▶ PROBLEMS TO WORK ON:
1. According to the comedy monologue, when is a person taught the Valsalva Maneuver?
2. List every item the comedy monologue recommends keeping in a fanny pack.

▶ PAGE EXTRACT:
──────

So if you're on a cruise ship, high as fuck, with a Hulk smash boner, maybe have a pair of goggles around your neck so you'll be able to see underwater if you fall in. And maybe have a fanny pack with a waterproof satellite phone, a flare gun, a bottle of water, and a snack. Because you're going to get the munchies. While you're waiting for the Coast Guard to come down and pick you up with one of those baskets they lower down out of the door of the helicopter. And probably after all the mind-altering underwater dolphin sex. Getting nailed by a dolphin gives a whole new meaning to the term Power Bottom. All the other bottoms are like, Oh, yeah, I bottom; you've never had any like this before. And then you take out your phone and show them the footage of you and the dolphin...and they're like, Okay, you win.
Because you haven't lived until you've squeezed off a dolphin while holding your breath as he drives you 50 feet under.
Remember to do the Valsalva Maneuver, by the way. That's not a sex thing. It's where you pinch your nose and blow out gently or swallow several times to get your ears to equalize, because as you go down under the water, the pressure increases and it makes your ears hurt. So you do the Valsalva Maneuver to alleviate it. They teach it to you when you get SCUBA certified.
Think there'd be any foreplay?
Do dolphins like foreplay?
We know they're intelligent and that they like to play with their food before they kill it and eat it.
So maybe that dolphin would enjoy a little 69 action before the main show. A little amuse bouche. That's French for Happy Mouth.

──────

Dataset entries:
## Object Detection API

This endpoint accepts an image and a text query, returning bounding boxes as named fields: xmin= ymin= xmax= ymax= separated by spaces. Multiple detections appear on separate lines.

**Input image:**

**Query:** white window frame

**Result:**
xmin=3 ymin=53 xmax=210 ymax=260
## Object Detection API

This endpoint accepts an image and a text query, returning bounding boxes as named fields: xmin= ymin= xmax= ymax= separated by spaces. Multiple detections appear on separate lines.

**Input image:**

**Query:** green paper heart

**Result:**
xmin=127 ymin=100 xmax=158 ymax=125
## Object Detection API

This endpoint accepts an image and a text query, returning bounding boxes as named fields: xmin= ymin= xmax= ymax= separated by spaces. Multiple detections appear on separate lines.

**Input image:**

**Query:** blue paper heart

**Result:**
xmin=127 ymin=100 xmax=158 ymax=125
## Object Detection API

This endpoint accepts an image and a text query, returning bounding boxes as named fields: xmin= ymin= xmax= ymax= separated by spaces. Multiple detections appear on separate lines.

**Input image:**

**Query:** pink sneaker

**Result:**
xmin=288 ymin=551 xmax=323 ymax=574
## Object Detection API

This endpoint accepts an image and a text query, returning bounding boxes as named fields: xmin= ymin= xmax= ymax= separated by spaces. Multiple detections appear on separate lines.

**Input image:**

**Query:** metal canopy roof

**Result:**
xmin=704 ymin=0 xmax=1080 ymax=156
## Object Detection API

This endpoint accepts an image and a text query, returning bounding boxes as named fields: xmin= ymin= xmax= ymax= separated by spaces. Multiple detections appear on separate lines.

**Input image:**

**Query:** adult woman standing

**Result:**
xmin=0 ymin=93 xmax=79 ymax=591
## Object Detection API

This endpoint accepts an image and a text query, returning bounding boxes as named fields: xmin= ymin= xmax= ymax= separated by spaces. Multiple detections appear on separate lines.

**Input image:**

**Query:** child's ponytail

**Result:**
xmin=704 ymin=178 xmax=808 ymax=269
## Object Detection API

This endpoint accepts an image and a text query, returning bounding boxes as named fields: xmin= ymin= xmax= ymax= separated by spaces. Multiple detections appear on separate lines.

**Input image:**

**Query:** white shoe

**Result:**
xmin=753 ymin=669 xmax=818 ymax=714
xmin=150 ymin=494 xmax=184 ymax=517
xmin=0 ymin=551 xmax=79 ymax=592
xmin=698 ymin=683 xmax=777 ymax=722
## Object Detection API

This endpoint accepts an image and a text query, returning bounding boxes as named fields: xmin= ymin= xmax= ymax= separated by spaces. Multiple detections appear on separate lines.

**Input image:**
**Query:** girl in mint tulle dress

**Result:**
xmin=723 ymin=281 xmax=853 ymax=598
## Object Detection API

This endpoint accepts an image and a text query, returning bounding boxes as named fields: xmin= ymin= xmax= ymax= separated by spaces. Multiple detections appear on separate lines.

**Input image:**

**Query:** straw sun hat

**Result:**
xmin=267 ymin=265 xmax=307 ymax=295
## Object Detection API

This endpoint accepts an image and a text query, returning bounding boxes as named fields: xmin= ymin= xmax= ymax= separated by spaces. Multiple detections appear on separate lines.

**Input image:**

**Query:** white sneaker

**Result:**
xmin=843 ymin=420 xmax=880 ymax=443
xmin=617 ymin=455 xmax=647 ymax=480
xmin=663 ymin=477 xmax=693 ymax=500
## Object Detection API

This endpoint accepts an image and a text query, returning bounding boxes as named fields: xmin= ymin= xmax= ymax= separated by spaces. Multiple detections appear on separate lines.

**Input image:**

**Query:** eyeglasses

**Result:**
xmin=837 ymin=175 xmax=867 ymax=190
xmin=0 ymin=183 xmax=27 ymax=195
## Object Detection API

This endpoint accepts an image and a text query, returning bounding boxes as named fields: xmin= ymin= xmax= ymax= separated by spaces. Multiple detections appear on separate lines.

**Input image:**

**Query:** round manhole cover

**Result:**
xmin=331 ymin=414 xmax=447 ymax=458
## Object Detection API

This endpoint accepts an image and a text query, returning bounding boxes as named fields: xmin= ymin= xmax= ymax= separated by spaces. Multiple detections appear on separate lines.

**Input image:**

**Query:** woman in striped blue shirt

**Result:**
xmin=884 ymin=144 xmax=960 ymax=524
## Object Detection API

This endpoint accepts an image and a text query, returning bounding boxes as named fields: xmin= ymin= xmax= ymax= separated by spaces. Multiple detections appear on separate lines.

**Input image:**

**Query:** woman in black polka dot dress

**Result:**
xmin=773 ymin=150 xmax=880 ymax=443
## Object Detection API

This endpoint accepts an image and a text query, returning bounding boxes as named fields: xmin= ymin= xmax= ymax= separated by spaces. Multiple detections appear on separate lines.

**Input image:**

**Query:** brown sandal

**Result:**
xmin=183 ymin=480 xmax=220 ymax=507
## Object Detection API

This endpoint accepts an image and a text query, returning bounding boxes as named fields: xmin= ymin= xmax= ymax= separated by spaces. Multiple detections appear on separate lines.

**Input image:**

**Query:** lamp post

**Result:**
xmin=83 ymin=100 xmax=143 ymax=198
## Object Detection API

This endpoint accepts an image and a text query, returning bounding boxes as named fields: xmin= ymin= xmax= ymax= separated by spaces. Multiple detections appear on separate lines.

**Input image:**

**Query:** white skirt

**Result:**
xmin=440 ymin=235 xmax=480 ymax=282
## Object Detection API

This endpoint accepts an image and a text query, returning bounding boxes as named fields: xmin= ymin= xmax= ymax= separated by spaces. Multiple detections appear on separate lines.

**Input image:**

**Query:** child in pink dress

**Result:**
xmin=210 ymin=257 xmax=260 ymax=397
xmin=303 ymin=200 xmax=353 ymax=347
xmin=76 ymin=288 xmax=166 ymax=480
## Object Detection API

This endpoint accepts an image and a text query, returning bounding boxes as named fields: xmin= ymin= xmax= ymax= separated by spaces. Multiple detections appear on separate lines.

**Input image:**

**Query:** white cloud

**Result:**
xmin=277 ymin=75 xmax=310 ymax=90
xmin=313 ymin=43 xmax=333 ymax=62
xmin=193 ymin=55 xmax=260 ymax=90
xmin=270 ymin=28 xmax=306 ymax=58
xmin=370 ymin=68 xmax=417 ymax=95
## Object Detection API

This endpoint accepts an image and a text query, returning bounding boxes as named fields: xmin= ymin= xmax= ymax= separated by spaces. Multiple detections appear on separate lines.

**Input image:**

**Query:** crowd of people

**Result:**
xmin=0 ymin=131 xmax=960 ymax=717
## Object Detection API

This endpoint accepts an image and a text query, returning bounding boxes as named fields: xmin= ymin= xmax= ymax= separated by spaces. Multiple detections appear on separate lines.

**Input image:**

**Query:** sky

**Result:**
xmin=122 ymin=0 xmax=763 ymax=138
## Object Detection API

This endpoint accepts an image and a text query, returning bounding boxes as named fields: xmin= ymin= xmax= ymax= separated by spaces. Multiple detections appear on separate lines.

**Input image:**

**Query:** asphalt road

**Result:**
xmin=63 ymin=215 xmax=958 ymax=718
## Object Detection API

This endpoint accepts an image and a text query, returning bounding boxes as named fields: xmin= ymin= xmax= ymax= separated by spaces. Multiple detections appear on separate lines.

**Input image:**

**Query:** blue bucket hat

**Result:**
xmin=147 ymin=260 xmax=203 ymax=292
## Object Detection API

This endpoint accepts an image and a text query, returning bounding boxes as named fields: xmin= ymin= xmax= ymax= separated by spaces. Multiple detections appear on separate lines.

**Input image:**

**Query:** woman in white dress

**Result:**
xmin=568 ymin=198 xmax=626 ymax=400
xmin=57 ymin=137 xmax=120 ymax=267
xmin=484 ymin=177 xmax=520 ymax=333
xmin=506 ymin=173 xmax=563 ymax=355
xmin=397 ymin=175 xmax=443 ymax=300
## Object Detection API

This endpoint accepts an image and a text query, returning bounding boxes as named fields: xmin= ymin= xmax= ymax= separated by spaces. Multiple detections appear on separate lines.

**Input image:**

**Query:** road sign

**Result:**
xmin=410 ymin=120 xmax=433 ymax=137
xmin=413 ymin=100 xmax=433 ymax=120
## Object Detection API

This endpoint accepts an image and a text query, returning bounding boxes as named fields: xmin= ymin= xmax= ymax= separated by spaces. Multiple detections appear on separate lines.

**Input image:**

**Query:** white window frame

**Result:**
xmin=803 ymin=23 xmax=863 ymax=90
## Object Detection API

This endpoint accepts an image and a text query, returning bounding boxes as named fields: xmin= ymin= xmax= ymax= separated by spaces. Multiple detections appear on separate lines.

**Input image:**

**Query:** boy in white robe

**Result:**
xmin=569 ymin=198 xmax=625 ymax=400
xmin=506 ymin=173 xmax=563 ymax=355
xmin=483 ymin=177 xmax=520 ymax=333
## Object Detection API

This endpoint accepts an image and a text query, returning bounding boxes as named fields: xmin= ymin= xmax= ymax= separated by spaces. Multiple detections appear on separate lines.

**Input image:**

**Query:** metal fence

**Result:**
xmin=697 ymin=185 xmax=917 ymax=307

──────

▶ ANSWERS IN ORDER:
1. It is taught when a person becomes SCUBA certified.

2.
- A waterproof satellite phone
- A flare gun
- A bottle of water
- A snack